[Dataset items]
----

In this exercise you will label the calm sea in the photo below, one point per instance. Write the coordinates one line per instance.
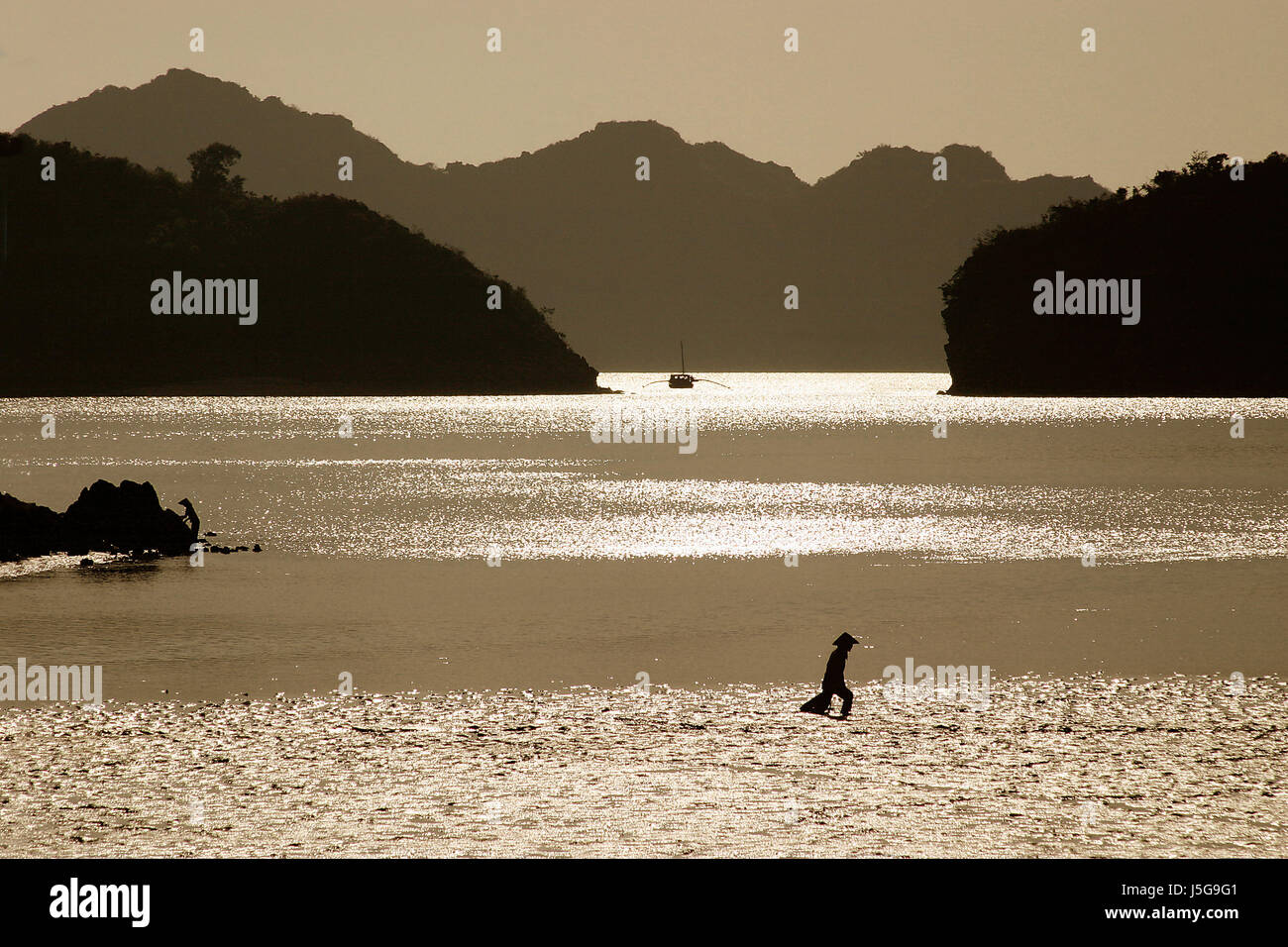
(809, 504)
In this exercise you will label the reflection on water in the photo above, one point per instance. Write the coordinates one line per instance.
(786, 463)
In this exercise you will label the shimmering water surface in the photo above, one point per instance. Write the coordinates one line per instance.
(807, 464)
(1119, 565)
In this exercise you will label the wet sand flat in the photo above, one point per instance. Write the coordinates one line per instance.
(1074, 766)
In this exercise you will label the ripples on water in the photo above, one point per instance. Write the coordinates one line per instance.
(812, 464)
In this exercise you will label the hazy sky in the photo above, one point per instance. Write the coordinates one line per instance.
(1170, 76)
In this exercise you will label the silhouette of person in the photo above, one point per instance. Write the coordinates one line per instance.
(191, 517)
(833, 681)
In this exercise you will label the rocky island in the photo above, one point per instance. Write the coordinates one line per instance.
(1175, 289)
(309, 295)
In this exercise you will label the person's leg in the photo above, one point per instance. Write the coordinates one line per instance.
(818, 705)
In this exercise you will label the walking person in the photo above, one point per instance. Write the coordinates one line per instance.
(833, 681)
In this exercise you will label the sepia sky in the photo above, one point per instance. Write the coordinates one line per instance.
(1168, 77)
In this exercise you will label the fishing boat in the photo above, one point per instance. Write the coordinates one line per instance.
(682, 379)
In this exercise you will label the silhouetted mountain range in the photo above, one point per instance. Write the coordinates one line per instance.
(124, 281)
(702, 252)
(1176, 289)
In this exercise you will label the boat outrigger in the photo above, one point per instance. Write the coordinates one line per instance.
(683, 379)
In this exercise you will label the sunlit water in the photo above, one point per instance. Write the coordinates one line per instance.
(1137, 706)
(806, 464)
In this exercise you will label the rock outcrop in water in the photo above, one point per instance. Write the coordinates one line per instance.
(1203, 253)
(124, 281)
(125, 518)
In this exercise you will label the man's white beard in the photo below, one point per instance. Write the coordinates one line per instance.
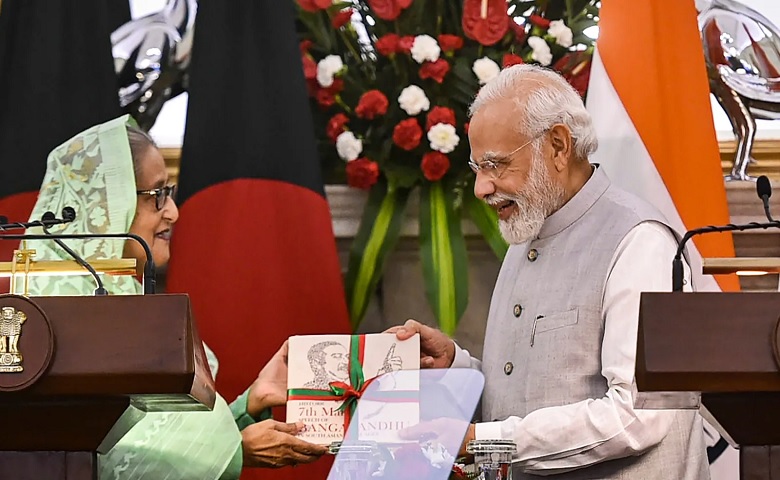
(539, 198)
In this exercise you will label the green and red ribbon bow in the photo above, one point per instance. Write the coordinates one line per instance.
(348, 394)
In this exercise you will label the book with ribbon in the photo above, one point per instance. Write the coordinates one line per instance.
(329, 374)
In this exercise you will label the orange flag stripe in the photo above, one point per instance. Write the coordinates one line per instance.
(652, 53)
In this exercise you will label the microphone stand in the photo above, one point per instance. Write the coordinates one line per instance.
(149, 281)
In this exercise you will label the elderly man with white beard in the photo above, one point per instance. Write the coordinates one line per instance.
(561, 338)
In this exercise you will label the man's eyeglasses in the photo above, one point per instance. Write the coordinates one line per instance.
(495, 168)
(160, 194)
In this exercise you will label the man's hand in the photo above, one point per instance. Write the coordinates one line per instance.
(270, 387)
(446, 431)
(272, 444)
(437, 350)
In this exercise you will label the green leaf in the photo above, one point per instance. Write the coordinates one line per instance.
(443, 254)
(486, 220)
(379, 229)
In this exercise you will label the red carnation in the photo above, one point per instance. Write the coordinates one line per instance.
(341, 18)
(512, 59)
(388, 9)
(579, 78)
(335, 126)
(309, 67)
(435, 165)
(314, 5)
(539, 21)
(387, 44)
(326, 97)
(407, 134)
(405, 44)
(440, 115)
(518, 30)
(450, 43)
(435, 70)
(372, 103)
(487, 30)
(362, 173)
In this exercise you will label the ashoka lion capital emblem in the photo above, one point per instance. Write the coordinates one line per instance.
(11, 322)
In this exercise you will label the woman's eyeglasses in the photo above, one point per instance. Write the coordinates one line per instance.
(160, 194)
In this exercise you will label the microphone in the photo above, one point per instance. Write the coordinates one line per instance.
(677, 267)
(49, 216)
(68, 215)
(149, 280)
(764, 191)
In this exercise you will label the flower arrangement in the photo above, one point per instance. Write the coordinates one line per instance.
(390, 83)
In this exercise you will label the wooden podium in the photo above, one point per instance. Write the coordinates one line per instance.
(84, 360)
(726, 346)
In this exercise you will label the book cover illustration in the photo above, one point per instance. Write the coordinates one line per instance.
(327, 375)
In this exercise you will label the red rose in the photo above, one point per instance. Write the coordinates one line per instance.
(372, 103)
(362, 173)
(435, 165)
(335, 126)
(341, 18)
(314, 5)
(450, 43)
(407, 134)
(539, 21)
(512, 59)
(440, 115)
(388, 9)
(387, 44)
(490, 29)
(435, 70)
(405, 44)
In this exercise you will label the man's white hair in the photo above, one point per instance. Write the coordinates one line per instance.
(543, 98)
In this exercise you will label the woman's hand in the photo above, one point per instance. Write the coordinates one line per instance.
(272, 444)
(270, 387)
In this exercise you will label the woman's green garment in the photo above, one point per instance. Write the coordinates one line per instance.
(93, 173)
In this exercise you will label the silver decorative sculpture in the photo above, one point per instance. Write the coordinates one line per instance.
(151, 56)
(742, 52)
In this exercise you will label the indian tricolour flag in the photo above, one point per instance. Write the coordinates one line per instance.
(649, 99)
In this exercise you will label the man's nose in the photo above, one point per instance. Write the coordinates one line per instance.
(483, 186)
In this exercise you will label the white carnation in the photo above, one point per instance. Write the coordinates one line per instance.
(348, 146)
(541, 51)
(561, 32)
(443, 137)
(327, 68)
(413, 100)
(425, 48)
(485, 69)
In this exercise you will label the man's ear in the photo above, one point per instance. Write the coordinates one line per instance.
(561, 143)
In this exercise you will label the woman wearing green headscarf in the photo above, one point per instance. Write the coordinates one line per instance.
(115, 178)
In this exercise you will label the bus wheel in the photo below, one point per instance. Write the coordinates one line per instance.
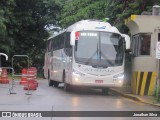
(66, 87)
(105, 91)
(50, 82)
(56, 84)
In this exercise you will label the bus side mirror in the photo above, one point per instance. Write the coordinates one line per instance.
(72, 38)
(127, 40)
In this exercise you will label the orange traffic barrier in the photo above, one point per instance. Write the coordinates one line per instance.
(24, 77)
(4, 77)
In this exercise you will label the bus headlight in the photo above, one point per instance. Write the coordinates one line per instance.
(77, 73)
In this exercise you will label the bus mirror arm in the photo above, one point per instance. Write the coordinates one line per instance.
(127, 40)
(72, 38)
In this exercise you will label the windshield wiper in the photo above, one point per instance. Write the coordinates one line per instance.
(109, 61)
(96, 52)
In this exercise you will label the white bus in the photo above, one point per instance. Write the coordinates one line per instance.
(89, 53)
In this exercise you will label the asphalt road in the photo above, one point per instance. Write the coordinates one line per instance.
(47, 98)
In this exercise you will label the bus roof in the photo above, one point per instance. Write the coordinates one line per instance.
(90, 24)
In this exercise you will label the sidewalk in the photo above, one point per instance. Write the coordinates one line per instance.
(125, 91)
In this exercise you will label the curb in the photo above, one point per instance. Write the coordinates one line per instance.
(133, 97)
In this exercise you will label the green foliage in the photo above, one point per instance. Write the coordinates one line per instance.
(117, 11)
(23, 26)
(156, 94)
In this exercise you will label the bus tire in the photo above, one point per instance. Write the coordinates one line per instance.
(50, 82)
(105, 91)
(56, 83)
(66, 87)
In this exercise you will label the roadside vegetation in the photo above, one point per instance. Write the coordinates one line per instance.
(26, 24)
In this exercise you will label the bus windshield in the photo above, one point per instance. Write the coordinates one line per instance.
(99, 49)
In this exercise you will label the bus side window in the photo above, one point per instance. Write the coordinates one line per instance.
(68, 47)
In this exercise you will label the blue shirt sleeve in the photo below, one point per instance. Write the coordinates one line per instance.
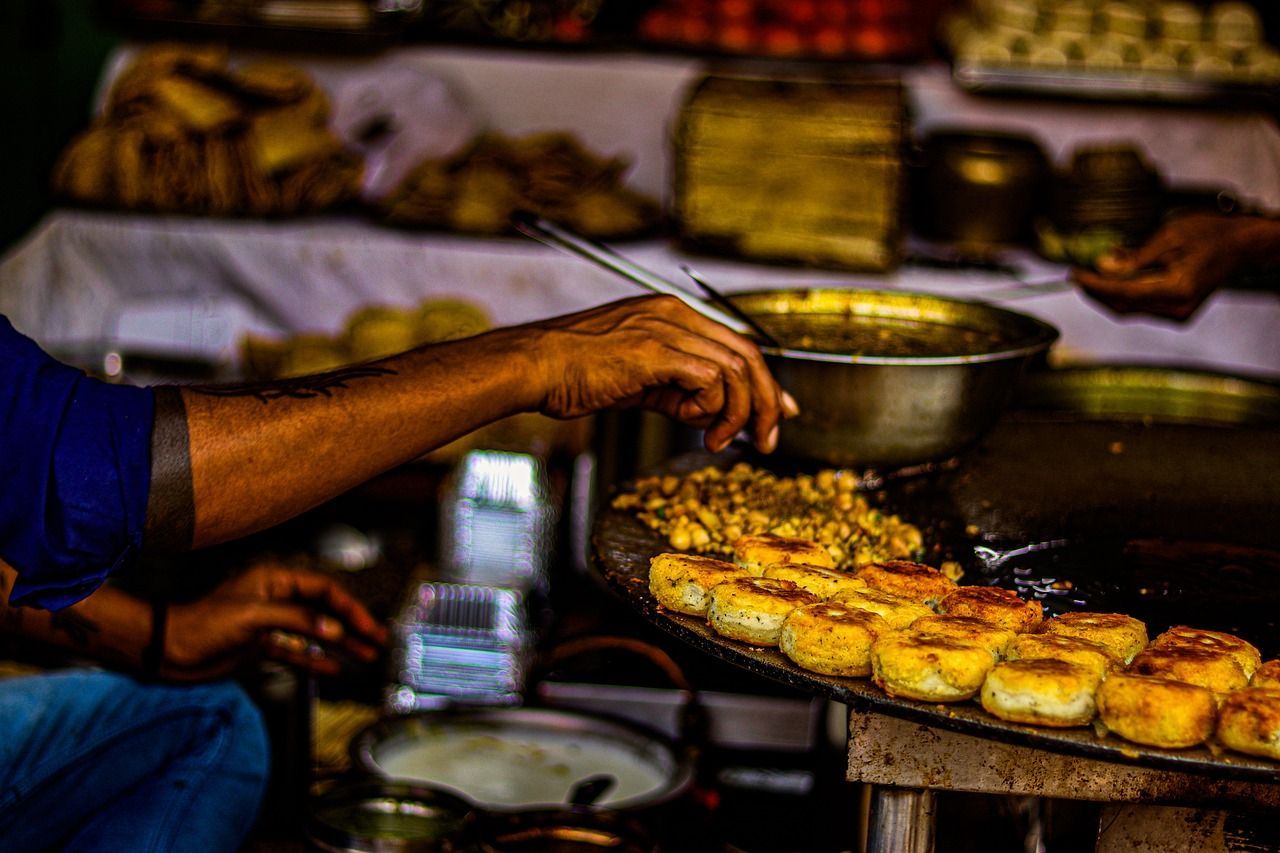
(74, 474)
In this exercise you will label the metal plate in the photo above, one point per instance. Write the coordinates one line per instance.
(1032, 480)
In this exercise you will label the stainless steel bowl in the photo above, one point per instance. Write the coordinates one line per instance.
(380, 816)
(896, 410)
(513, 760)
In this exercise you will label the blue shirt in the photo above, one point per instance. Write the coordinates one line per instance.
(74, 473)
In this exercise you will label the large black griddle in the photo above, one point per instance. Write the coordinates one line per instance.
(1170, 521)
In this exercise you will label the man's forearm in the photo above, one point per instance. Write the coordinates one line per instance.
(1258, 242)
(236, 459)
(109, 625)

----

### EXERCISE DETAILS
Output verbatim the lines beginning at the line with "In this exercise you will label the bus side window" and ending at the last line of the material above, inclusive. Do not carry over any pictures.

### OUTPUT FOR THIS TASK
In this exercise you will label the bus side window in the photo above, one point per instance. Write the coordinates one line per instance.
(68, 47)
In this exercise you will label the blue shirt sleeve in the photo below, one point per instance. Write the coordinates one line per instance.
(74, 474)
In this exercise you will label the metal plate in the photo above, one point per instance. Write the coordinates one line per instance.
(1032, 480)
In this exercise you will label the stainless steel bowl in the photo above, one point per instance. Write the coordinates one line per instance.
(380, 816)
(896, 410)
(513, 760)
In this exercise you will label the blue shirt in the photo above, one point per instance. Write the coordinates one line per instance.
(74, 473)
In this exercise you will label the large black griddle in the photo above, one point per instance. Write the coordinates one line per instance.
(1170, 521)
In this exercise you will label the man's forearm in the photo above, one point per instance. Write the coordinates one line per instance.
(1258, 242)
(236, 459)
(109, 625)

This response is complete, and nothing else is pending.